__WHAT YOU ARE ASKED TO DO__
Copy the part of the article on Doug Polk's fold from "Doug Polk made" up to and including "Game Show Network.", word for word.

##### SELECTION

Doug Polk Explains Why He Folded Flopped Straight to Phil Hellmuth on ‘High Stakes Poker’

Doug Polk made a crazy but accurate fold against Phil Hellmuth in a recent High Stakes Poker episode; perhaps the greatest fold in the show’s history. He explained how he ended up making the difficult but correct play in a Poker Kings video on YouTube.

doug polk phil hellmuth

Doug Polk proved once again why he’s one of the best ever on his brief High Stakes Poker stint. (Image: Poker Central)

The reboot season of High Stakes Poker concluded last Wednesday with another exciting episode. Throughout the season, fans of the iconic poker cash game show were treated to numerous monster pots, big bluffs, and great plays. Tom Dwan was the star of the show throughout much of the season just like he was back in the day when the show aired on the Game Show Network.

But Polk made arguably the best play of the season, and perhaps in the show’s eight-season history, in a hand he didn’t even win. In the hand in question (PokerGO video below), both Hellmuth and Polk flopped a straight on a J-9-8 flop with two spades. Polk had the 10-7 for a straight, but was coolered by Hellmuth’s Q-10.

James Bord, holding pocket deuces, made an odd lead for $2,000 on that flop. Polk then raised to $7,000 before Hellmuth shoved all-in for $97,000. Bord, of course, had an easy decision to fold, but Polk’s wasn’t so simple. Only one hand beat his straight, and Hellmuth’s massive raise was rather strange. After tanking for a few minutes, he came to the conclusion the only hand his opponent could have in that spot was the Q-10, so he made what High Stakes Poker commentator AJ Benza referred to as “the best fold” in show history.

“Doug Polk is one of the few people on the planet that would have folded there,” Gabe Kaplan said.

##########
##### GIVEN MATERIAL

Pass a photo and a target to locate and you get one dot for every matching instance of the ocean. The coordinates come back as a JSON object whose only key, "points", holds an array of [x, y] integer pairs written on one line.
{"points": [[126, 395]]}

##########

__RESPONSE__
Doug Polk made a crazy but accurate fold against Phil Hellmuth in a recent High Stakes Poker episode; perhaps the greatest fold in the show’s history. He explained how he ended up making the difficult but correct play in a Poker Kings video on YouTube.

doug polk phil hellmuth

Doug Polk proved once again why he’s one of the best ever on his brief High Stakes Poker stint. (Image: Poker Central)

The reboot season of High Stakes Poker concluded last Wednesday with another exciting episode. Throughout the season, fans of the iconic poker cash game show were treated to numerous monster pots, big bluffs, and great plays. Tom Dwan was the star of the show throughout much of the season just like he was back in the day when the show aired on the Game Show Network.